**WHAT YOU SHOULD DO**
Write out all the data verbatim. Skip images.

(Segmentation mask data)
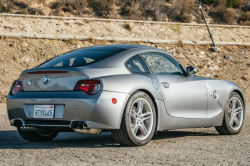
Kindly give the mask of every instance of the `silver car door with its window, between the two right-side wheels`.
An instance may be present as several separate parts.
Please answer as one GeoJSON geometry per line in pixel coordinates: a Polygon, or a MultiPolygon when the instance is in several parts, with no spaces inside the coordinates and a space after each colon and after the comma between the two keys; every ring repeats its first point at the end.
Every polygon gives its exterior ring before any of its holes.
{"type": "Polygon", "coordinates": [[[183,67],[166,54],[151,52],[141,56],[160,83],[165,108],[170,116],[207,118],[207,89],[202,78],[186,76],[183,67]]]}

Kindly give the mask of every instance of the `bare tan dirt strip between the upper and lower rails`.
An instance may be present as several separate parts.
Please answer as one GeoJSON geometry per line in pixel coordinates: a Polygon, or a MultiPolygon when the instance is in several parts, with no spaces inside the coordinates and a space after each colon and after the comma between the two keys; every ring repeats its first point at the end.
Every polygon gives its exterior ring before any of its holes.
{"type": "MultiPolygon", "coordinates": [[[[215,42],[250,42],[250,28],[210,27],[215,42]]],[[[206,26],[0,16],[0,33],[210,41],[206,26]]]]}

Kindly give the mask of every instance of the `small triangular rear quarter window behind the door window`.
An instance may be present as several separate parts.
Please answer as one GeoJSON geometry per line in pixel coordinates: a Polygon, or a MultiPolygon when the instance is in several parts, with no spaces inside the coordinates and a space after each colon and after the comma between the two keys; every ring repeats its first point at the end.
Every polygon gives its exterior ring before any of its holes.
{"type": "Polygon", "coordinates": [[[149,70],[140,55],[130,58],[125,65],[132,73],[149,73],[149,70]]]}

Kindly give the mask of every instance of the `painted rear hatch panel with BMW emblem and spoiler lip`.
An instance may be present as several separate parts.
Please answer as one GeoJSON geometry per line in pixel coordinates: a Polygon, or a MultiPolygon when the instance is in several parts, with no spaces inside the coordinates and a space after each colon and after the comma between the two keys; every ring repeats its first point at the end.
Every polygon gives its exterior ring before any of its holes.
{"type": "Polygon", "coordinates": [[[79,68],[26,70],[20,75],[24,91],[73,91],[79,80],[89,77],[79,68]]]}

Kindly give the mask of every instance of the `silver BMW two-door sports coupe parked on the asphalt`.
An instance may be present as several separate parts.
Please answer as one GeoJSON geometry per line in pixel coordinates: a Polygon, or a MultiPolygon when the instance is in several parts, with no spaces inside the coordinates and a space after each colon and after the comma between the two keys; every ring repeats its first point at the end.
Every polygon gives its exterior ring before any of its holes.
{"type": "Polygon", "coordinates": [[[33,142],[70,131],[111,132],[129,146],[145,145],[159,130],[215,126],[220,134],[238,134],[241,89],[196,73],[147,46],[75,50],[21,73],[7,98],[10,124],[33,142]]]}

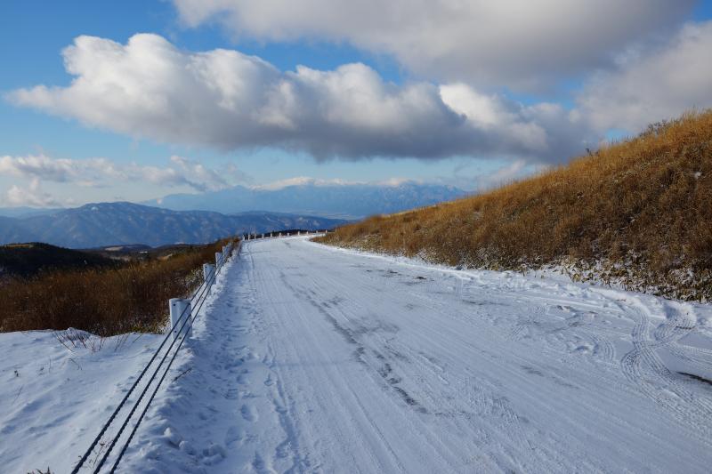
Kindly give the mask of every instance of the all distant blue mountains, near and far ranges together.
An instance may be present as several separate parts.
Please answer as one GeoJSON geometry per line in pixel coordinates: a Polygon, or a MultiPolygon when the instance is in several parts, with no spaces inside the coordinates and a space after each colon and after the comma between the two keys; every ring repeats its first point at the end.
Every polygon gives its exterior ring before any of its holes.
{"type": "Polygon", "coordinates": [[[202,194],[174,194],[143,205],[0,208],[0,244],[44,242],[69,248],[201,244],[244,232],[332,228],[346,220],[398,213],[463,196],[461,189],[437,184],[307,180],[279,189],[236,186],[202,194]]]}

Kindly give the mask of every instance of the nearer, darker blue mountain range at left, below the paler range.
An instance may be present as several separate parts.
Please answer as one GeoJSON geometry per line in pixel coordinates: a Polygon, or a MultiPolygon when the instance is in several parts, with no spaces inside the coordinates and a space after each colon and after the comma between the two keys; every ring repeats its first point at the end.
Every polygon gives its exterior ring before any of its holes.
{"type": "Polygon", "coordinates": [[[69,248],[202,244],[245,232],[326,229],[343,220],[286,213],[172,211],[132,203],[89,204],[50,213],[0,217],[0,244],[44,242],[69,248]]]}

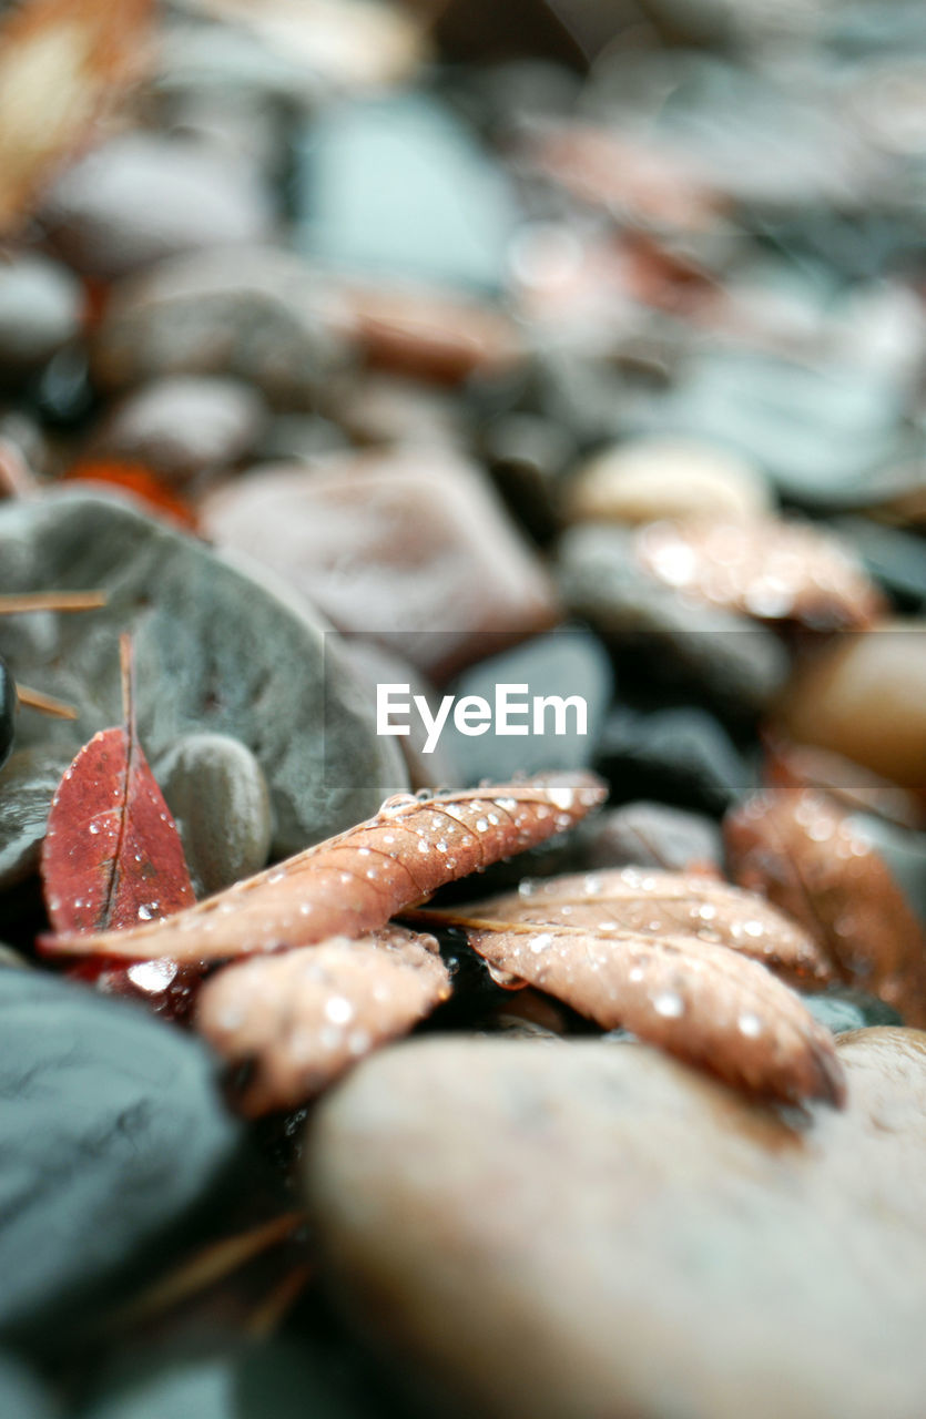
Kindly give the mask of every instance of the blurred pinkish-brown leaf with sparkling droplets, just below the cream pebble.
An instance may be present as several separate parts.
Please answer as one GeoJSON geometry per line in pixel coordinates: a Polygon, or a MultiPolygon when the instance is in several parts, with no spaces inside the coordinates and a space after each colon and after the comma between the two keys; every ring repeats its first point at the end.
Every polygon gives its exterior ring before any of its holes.
{"type": "Polygon", "coordinates": [[[660,582],[757,620],[862,630],[885,609],[841,543],[801,522],[650,522],[633,545],[660,582]]]}

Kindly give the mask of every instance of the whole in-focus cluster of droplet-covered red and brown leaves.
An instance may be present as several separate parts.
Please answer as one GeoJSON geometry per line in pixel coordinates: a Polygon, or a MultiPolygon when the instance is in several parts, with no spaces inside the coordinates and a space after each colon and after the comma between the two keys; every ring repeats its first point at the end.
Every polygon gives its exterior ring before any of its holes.
{"type": "Polygon", "coordinates": [[[577,823],[605,796],[588,773],[401,795],[193,902],[138,739],[129,661],[124,646],[124,725],[78,753],[54,799],[43,851],[54,931],[41,945],[104,989],[189,1017],[234,1066],[244,1112],[298,1105],[446,1000],[452,978],[427,929],[446,927],[508,988],[533,985],[760,1095],[842,1101],[829,1033],[775,979],[819,988],[839,972],[760,895],[706,873],[623,868],[525,880],[466,910],[422,905],[577,823]]]}

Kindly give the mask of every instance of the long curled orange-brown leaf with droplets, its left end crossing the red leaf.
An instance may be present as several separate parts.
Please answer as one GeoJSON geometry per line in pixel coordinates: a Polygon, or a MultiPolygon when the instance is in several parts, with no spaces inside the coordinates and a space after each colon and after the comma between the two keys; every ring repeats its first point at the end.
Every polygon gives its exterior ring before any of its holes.
{"type": "Polygon", "coordinates": [[[419,799],[396,795],[379,813],[165,921],[95,937],[47,938],[53,955],[217,961],[356,938],[443,883],[571,827],[605,797],[594,773],[419,799]]]}

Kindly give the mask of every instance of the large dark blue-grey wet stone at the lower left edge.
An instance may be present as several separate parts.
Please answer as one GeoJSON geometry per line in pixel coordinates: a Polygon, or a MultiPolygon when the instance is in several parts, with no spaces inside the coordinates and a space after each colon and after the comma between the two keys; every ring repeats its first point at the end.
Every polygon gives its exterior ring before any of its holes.
{"type": "Polygon", "coordinates": [[[9,1331],[80,1314],[81,1290],[112,1286],[205,1199],[240,1135],[206,1049],[138,1007],[0,971],[0,1015],[9,1331]]]}

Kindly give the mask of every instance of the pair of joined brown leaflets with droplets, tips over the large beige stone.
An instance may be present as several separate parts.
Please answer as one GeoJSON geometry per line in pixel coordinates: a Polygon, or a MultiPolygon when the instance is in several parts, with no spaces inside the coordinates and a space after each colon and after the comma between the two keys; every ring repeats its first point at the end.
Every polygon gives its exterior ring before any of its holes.
{"type": "Polygon", "coordinates": [[[696,874],[636,868],[527,885],[527,894],[412,920],[460,927],[494,972],[730,1084],[842,1104],[829,1032],[766,969],[819,983],[827,966],[761,898],[696,874]]]}

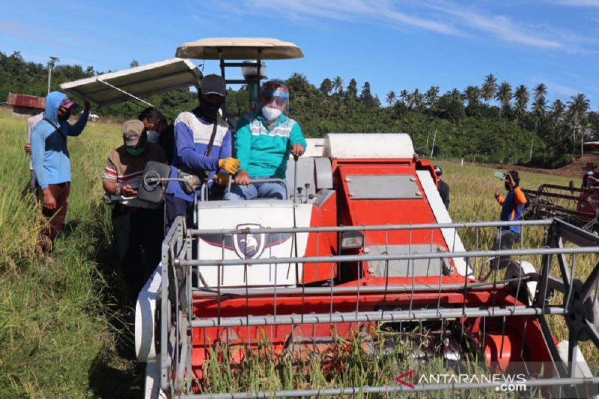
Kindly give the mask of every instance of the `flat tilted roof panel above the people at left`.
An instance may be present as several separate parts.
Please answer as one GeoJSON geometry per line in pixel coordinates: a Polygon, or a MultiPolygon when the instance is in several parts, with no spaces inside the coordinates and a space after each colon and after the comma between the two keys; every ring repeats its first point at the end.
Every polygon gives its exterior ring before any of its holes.
{"type": "Polygon", "coordinates": [[[171,58],[62,83],[60,89],[104,106],[181,87],[198,87],[201,79],[202,72],[190,60],[171,58]]]}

**PROBLEM SOLUTION**
Kindly give the mask of every instance of the `silver car door with its window, between the two right-side wheels`.
An instance may be present as several separate parts.
Please answer as one GeoJSON geometry per line in pixel coordinates: a Polygon, or a MultiPolygon when the instance is in several parts, with no spaces inside the coordinates and a space after each colon and after the comma between the two keys; every ring repeats its first point at the end.
Every polygon gives its exterior ring before any of its holes.
{"type": "Polygon", "coordinates": [[[183,67],[166,54],[151,52],[141,56],[160,83],[165,108],[170,116],[207,118],[207,89],[202,78],[186,76],[183,67]]]}

Kindly give the mask of every instance of the `bare tan dirt strip between the upper and lower rails`.
An instance may be present as several separate parts.
Please answer as one GeoJSON geometry per line in pixel coordinates: a Polygon, or a MultiPolygon when the instance is in several parts, with no spaces inside the coordinates and a space after each colon and after the comma between the two keys; every ring repeats its first point at the end.
Every polygon gives its exterior ring before any of its holes.
{"type": "MultiPolygon", "coordinates": [[[[215,42],[250,42],[250,28],[210,27],[215,42]]],[[[206,26],[0,16],[0,33],[210,41],[206,26]]]]}

Kindly give the mask of every instance of the `small triangular rear quarter window behind the door window`.
An instance may be present as several separate parts.
Please answer as one GeoJSON geometry per line in pixel coordinates: a Polygon, or a MultiPolygon when the instance is in several parts, with no spaces inside the coordinates and a space after each colon and after the comma between the two keys; every ring repeats its first point at the end.
Every polygon gives its exterior ring before any of its holes.
{"type": "Polygon", "coordinates": [[[149,70],[140,55],[130,58],[125,65],[132,73],[149,73],[149,70]]]}

Kindly give the mask of every instance of the `painted rear hatch panel with BMW emblem and spoiler lip`.
An instance may be present as several separate parts.
Please answer as one GeoJSON geometry per line in pixel coordinates: a Polygon, or a MultiPolygon when the instance is in several parts, with no spaces inside the coordinates and a space after each colon and after the comma between the two keys; every ring repeats its first point at the end.
Every polygon gives its exterior ring before any of its holes.
{"type": "Polygon", "coordinates": [[[79,68],[26,70],[20,75],[24,91],[73,91],[79,80],[89,77],[79,68]]]}

Kindly give the mask of every instance of the `silver BMW two-door sports coupe parked on the asphalt`.
An instance may be present as several separate parts.
Please answer as one GeoJSON geometry per line in pixel coordinates: a Polygon, or a MultiPolygon when the instance is in several parts, with no spaces inside the coordinates and a space after each colon and after the comma between the two keys; every ring repeats its first point at the end.
Every polygon gives its exterior ring before any of its holes.
{"type": "Polygon", "coordinates": [[[33,142],[70,131],[111,132],[129,146],[145,145],[159,130],[215,126],[220,134],[238,134],[241,89],[196,73],[147,46],[75,50],[21,73],[7,98],[10,124],[33,142]]]}

Kindly give the mask of every instance of the all distant blue mountains, near and far ranges together.
An instance may be present as several separate parts.
Please answer as one GeoJSON geometry per line in pixel coordinates: a Polygon, or a MultiPolygon when the instance is in several parts, with no spaces inside the coordinates and a space after each colon and after the comma between the two keys; every ring repeats its first point at the end.
Every polygon gives its exterior ring before any of its holes.
{"type": "Polygon", "coordinates": [[[202,194],[174,194],[143,205],[0,208],[0,244],[44,242],[69,248],[201,244],[244,232],[332,228],[346,220],[398,213],[463,196],[461,189],[437,184],[307,180],[279,189],[236,186],[202,194]]]}

Kindly give the mask of every instance of the nearer, darker blue mountain range at left, below the paler range.
An instance may be present as several separate parts.
Please answer as one GeoJSON geometry per line in pixel coordinates: a Polygon, or a MultiPolygon when the instance is in several parts, with no spaces inside the coordinates and a space after each colon and after the comma between the two keys; every ring repeats its first point at the end.
Every polygon gives its exterior ring before any of its holes.
{"type": "Polygon", "coordinates": [[[69,248],[202,244],[245,232],[326,229],[343,220],[286,213],[172,211],[132,203],[89,204],[50,213],[0,217],[0,244],[44,242],[69,248]]]}

Kindly give the mask of every instance of the blurred pinkish-brown leaf with sparkling droplets, just below the cream pebble.
An instance may be present as several separate parts.
Please answer as one GeoJSON geometry per line in pixel coordinates: a Polygon, or a MultiPolygon when the instance is in several parts, with no spaces inside the coordinates and a space after each colon and after the comma between the two keys; every ring repeats its first point at the end.
Every polygon gives its exterior ring before any of its holes.
{"type": "Polygon", "coordinates": [[[660,582],[757,620],[862,630],[885,609],[841,543],[801,522],[650,522],[633,545],[660,582]]]}

Kindly give the mask of every instance of the whole in-focus cluster of droplet-covered red and brown leaves.
An instance may be present as several separate parts.
Please answer as one GeoJSON geometry per line in pixel coordinates: a Polygon, or a MultiPolygon when the instance is in several parts, with no spaces inside the coordinates and a space after each colon and after the comma between the two keys; every ring repeats its first point at the end.
Every polygon gives its exterior ring before any of its holes.
{"type": "Polygon", "coordinates": [[[577,823],[605,796],[588,773],[401,795],[193,902],[138,739],[129,661],[124,646],[124,725],[78,753],[54,799],[43,851],[54,931],[41,945],[104,989],[189,1017],[234,1066],[244,1112],[298,1105],[446,1000],[452,978],[427,929],[446,927],[508,988],[533,985],[760,1095],[842,1101],[829,1033],[775,979],[819,988],[839,972],[760,895],[706,873],[623,868],[525,880],[466,910],[422,905],[577,823]]]}

Kindly give the mask of every instance of the long curled orange-brown leaf with droplets, its left end crossing the red leaf.
An instance may be present as several separate parts.
Please answer as one GeoJSON geometry per line in pixel coordinates: a Polygon, or a MultiPolygon when the instance is in several parts, with no spaces inside the coordinates and a space after each colon and after the comma between the two keys; every ring repeats its first point at the end.
Every polygon gives its exterior ring before any of its holes.
{"type": "Polygon", "coordinates": [[[419,799],[396,795],[379,813],[165,921],[95,937],[47,938],[53,955],[217,961],[356,938],[443,883],[571,827],[605,797],[594,773],[419,799]]]}

Kindly give the mask of every instance of the large dark blue-grey wet stone at the lower left edge.
An instance may be present as several separate parts.
Please answer as one GeoJSON geometry per line in pixel coordinates: a Polygon, or a MultiPolygon when the instance is in several parts, with no spaces inside the coordinates and a space after each colon and after the comma between the two keys; every ring repeats its first point at the end.
Every polygon gives its exterior ring before any of its holes.
{"type": "Polygon", "coordinates": [[[9,1331],[80,1314],[81,1290],[112,1286],[205,1199],[240,1135],[206,1049],[138,1007],[0,971],[0,1015],[9,1331]]]}

Kindly give the mask of every instance of the pair of joined brown leaflets with droplets, tips over the large beige stone.
An instance may be present as several separate parts.
Please answer as one GeoJSON geometry per line in pixel coordinates: a Polygon, or a MultiPolygon when the instance is in several parts, with no spaces inside the coordinates and a space after each colon and after the comma between the two keys; every ring repeats its first point at the end.
Every polygon gives its exterior ring before any of its holes.
{"type": "Polygon", "coordinates": [[[696,874],[636,868],[527,885],[527,894],[412,920],[460,927],[494,972],[730,1084],[842,1104],[829,1032],[766,969],[819,983],[827,966],[761,898],[696,874]]]}

Kindly give the mask of every instance of the `flat tilted roof panel above the people at left`.
An instance may be present as several separate parts.
Please answer as one GeoJSON geometry per line in pixel coordinates: a Polygon, or a MultiPolygon when the instance is in several parts, with no spaces inside the coordinates and a space after each colon and after the comma between the two keys; every ring repeats its first point at the end.
Every polygon gives its exterior ring before any of its holes.
{"type": "Polygon", "coordinates": [[[171,58],[62,83],[60,89],[104,106],[181,87],[198,87],[201,79],[202,72],[190,60],[171,58]]]}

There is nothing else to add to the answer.